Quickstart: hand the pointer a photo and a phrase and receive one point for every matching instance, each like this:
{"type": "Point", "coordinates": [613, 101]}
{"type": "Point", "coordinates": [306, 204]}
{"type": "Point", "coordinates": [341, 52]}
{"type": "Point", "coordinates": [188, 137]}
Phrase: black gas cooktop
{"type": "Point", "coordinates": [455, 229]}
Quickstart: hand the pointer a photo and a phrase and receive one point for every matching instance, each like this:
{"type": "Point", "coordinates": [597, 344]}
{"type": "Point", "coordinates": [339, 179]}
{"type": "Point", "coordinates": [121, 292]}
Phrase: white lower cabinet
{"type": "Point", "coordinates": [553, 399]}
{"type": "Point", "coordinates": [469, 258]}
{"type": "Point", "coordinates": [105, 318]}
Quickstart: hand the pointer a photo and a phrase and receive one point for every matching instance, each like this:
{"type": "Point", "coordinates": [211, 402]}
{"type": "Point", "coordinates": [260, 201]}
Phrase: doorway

• _SET EXERCISE_
Write out all of the records above again, substituting "locator" for every "pointer" and leaving everything else the same.

• _SOLUTION_
Quickstart: hand the locator a photo and a phrase and receive one point for every matching instance, each like this:
{"type": "Point", "coordinates": [613, 101]}
{"type": "Point", "coordinates": [306, 204]}
{"type": "Point", "coordinates": [341, 52]}
{"type": "Point", "coordinates": [188, 137]}
Phrase: black gas cooktop
{"type": "Point", "coordinates": [455, 229]}
Quickstart: hand the locator a photo and a phrase and receive one point for every matching instance, each like this:
{"type": "Point", "coordinates": [597, 344]}
{"type": "Point", "coordinates": [339, 179]}
{"type": "Point", "coordinates": [121, 292]}
Phrase: white lower cabinet
{"type": "Point", "coordinates": [553, 399]}
{"type": "Point", "coordinates": [469, 258]}
{"type": "Point", "coordinates": [105, 318]}
Quickstart: hand the locator a photo and a phrase and receive one point for every matching instance, each like this:
{"type": "Point", "coordinates": [211, 402]}
{"type": "Point", "coordinates": [260, 201]}
Phrase: doorway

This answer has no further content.